(Aim of the task):
Write only how many lines in this data include "green".

===== Records to use

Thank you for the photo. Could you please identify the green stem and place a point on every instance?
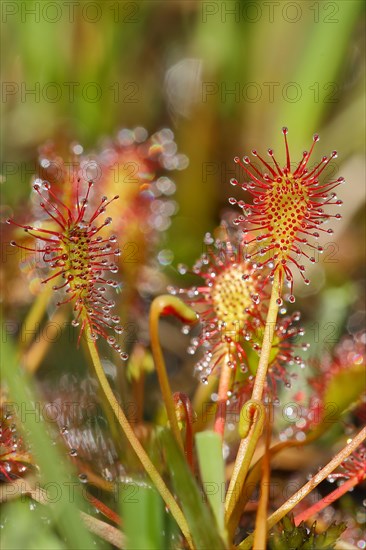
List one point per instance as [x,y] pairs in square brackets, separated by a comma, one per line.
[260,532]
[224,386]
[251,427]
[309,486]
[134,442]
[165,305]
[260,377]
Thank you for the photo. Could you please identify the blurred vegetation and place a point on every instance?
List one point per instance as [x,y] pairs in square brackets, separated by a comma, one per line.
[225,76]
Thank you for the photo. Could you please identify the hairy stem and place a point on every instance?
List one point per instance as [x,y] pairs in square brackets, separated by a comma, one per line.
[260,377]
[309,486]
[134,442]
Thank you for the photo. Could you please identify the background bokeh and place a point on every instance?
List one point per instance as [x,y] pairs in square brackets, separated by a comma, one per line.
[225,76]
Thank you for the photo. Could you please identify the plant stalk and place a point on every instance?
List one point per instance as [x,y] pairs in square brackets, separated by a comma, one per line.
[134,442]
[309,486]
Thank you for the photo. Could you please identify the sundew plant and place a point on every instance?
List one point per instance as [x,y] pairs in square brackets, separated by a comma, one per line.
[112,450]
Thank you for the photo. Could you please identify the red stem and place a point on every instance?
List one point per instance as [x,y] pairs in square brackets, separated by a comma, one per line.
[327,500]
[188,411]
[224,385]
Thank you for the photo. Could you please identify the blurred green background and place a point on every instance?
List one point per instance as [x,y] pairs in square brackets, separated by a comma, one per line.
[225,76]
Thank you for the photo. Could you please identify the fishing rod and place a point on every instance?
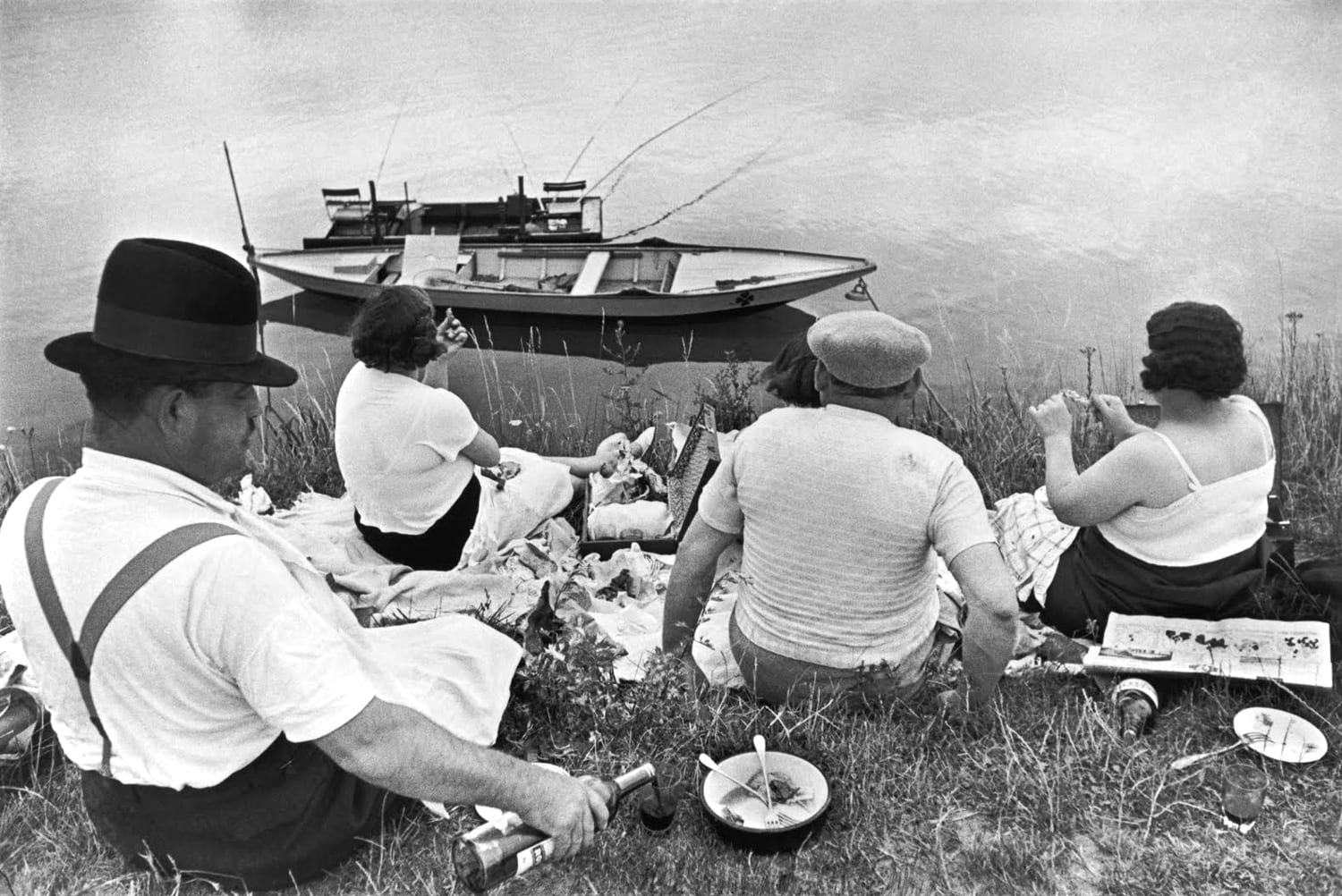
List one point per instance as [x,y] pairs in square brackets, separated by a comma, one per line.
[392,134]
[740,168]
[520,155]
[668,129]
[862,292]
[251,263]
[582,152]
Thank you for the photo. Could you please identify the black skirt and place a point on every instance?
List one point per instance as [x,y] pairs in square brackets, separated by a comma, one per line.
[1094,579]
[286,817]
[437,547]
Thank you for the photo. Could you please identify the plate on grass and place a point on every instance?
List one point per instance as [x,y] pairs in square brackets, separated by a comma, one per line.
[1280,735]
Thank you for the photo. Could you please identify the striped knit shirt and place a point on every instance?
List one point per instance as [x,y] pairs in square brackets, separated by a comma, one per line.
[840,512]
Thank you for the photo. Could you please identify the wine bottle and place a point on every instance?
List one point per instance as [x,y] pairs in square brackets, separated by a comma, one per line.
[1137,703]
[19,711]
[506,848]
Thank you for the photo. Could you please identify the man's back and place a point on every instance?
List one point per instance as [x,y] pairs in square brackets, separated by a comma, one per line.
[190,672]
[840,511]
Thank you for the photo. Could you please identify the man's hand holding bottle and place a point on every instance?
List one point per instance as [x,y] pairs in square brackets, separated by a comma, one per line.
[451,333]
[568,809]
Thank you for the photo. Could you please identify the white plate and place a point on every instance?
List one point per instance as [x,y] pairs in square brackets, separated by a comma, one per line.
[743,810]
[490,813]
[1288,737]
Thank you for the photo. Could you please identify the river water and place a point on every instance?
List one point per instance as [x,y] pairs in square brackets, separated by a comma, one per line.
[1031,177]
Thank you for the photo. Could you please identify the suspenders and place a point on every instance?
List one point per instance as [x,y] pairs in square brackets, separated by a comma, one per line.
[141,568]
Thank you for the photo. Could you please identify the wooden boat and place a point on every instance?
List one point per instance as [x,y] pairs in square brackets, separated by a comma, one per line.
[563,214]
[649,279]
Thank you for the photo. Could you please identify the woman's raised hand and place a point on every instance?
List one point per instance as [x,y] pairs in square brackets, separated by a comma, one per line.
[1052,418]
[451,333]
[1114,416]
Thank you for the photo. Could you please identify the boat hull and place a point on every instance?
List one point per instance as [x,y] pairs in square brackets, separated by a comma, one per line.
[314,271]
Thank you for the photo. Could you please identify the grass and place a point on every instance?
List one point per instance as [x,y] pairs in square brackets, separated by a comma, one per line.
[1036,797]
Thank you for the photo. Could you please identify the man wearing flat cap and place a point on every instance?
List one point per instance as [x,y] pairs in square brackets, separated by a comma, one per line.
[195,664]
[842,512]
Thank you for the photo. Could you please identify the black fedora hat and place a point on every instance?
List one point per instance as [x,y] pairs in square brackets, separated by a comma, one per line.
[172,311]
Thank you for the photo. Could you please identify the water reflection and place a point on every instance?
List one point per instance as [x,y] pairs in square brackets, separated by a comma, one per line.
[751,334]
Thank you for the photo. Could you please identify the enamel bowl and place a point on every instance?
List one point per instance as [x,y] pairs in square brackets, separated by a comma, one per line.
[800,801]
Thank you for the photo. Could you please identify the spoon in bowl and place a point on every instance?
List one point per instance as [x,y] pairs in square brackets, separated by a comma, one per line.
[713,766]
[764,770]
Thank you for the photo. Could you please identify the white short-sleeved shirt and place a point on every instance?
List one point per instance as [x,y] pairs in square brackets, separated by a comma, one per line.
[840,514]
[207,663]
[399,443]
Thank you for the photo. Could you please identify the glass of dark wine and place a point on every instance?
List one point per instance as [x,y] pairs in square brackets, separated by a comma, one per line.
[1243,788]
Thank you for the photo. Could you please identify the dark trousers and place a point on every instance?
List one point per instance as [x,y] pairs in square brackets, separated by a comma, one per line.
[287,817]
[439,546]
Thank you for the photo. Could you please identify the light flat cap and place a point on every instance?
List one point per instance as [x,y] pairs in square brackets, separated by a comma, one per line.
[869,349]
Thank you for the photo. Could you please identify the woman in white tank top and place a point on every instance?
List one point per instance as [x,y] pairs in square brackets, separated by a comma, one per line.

==========

(Answer to this exercise):
2